Flying Colors
Aviation defense lawyer Bill Katt avoids the cockpit but goes full throttle in the courtroom
Published in 2011 Wisconsin Super Lawyers magazine
By Kevin Davis on November 14, 2011
As one of the busiest aviation defense lawyers in the country, Bill J. Katt thought it might be smart, not to mention fun, to take flying lessons. But just before earning his pilot’s license he changed his mind—troubled by a case involving the death of a pilot in a small aircraft in Minnesota.
“The guy was about my age,” says Katt, a founding partner at Leib & Katt. “He and his buddy were going to try and go down to their kids’ hockey game. They flew out at 6 in the morning in bad weather and he ended up crashing the airplane and dying. He had a really nice family, and the kids and the spouse reminded me a lot of my family.
“My classes were getting to be just another appointment,” he adds. “One of the things they teach you as a pilot is to evaluate yourself. You got to go out there clearheaded. If you’re looking at this as an obligation, you shouldn’t be doing it.”
The father of four, and grandfather of four more, decided to play it safe and stopped short of getting his license.
But playing it safe is something Katt rarely does in the courtroom.

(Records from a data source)
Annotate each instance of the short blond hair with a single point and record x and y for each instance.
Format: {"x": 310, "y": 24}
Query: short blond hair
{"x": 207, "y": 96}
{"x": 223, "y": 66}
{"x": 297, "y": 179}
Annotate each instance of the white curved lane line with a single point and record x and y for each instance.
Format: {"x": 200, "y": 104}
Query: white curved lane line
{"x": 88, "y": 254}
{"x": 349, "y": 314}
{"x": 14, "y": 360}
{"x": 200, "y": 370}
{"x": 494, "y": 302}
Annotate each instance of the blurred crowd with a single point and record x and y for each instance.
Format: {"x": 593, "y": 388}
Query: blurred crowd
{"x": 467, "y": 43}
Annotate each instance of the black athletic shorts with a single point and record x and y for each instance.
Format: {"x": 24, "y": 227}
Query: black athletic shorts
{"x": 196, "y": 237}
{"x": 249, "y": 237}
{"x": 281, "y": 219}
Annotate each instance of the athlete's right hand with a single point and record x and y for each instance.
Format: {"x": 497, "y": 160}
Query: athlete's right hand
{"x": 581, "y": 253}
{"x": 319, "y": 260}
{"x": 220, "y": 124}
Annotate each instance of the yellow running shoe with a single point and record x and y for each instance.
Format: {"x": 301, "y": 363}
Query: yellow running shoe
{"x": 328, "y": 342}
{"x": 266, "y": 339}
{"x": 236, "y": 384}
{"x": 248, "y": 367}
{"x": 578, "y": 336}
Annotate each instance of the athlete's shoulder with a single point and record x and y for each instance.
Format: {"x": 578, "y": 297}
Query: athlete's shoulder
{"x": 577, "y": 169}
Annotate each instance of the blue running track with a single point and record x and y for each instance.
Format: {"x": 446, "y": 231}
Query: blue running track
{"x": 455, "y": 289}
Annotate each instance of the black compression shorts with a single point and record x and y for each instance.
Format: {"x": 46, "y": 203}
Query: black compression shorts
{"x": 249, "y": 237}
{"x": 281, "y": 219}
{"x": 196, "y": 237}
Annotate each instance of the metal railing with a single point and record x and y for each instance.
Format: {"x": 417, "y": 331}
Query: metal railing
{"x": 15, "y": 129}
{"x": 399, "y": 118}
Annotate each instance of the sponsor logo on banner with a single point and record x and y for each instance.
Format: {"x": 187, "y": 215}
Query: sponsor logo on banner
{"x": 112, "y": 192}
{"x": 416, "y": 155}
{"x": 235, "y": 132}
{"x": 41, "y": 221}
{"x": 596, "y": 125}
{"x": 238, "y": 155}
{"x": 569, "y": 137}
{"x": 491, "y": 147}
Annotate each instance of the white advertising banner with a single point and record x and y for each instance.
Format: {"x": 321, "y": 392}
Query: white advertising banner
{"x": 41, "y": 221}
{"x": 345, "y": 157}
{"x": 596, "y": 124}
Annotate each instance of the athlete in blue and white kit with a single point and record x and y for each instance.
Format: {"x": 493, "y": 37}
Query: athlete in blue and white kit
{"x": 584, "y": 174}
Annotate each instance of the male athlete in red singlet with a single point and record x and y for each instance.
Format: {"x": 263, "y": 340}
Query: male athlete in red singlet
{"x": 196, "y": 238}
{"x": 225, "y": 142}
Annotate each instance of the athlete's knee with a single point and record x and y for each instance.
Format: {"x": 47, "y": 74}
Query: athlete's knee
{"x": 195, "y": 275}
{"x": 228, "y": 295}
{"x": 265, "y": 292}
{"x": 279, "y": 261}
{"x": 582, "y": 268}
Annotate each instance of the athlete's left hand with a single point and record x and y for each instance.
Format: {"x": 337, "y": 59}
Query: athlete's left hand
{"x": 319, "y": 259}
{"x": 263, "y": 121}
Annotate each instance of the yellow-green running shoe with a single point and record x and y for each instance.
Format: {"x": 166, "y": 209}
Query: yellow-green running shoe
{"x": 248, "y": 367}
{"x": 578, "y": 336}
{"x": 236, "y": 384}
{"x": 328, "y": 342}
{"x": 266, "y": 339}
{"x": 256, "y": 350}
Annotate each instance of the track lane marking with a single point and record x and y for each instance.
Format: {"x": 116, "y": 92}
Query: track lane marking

EXERCISE INSTRUCTIONS
**A)** Answer these questions using the profile of Bill Katt:
(i) At which firm is Katt a founding partner?
(ii) At what time did the pilot and his buddy fly out?
(iii) How many grandchildren does Katt have?
**B)** Write the next part of the Bill Katt profile, beginning after its final line.

ANSWERS TO THE EXERCISE
**A)**
(i) Leib & Katt
(ii) 6 in the morning
(iii) Four

**B)**
“He was one of those guys who was never afraid to go to trial,” says Terry Davczyk, Katt’s mentor and friend, about Katt’s beginnings. “Bill did not shy away.”
“Bill happens to be one of those rare breeds who can get on a complicated case and not be afraid of trying it,” says Dennis Doody, former director of claims at United States Aviation Underwriters Inc. in New York, among the largest such companies in the country, and one of Katt’s regular clients.
“There are many attorneys who are litigators,” says Samuel J. Leib, co-founder of Leib & Katt. “To take the next step and actually try a big case with big issues, complex issues, is a different skill than just being a litigator. Bill has that skill in spades.”
Katt has a more modest view of his skills. “I never considered myself that great of a negotiator,” he says with a laugh. “My shtick always was, ‘Look, this is what I got, and this is what I’ll pay. And if you want to go to trial, let’s try it.’”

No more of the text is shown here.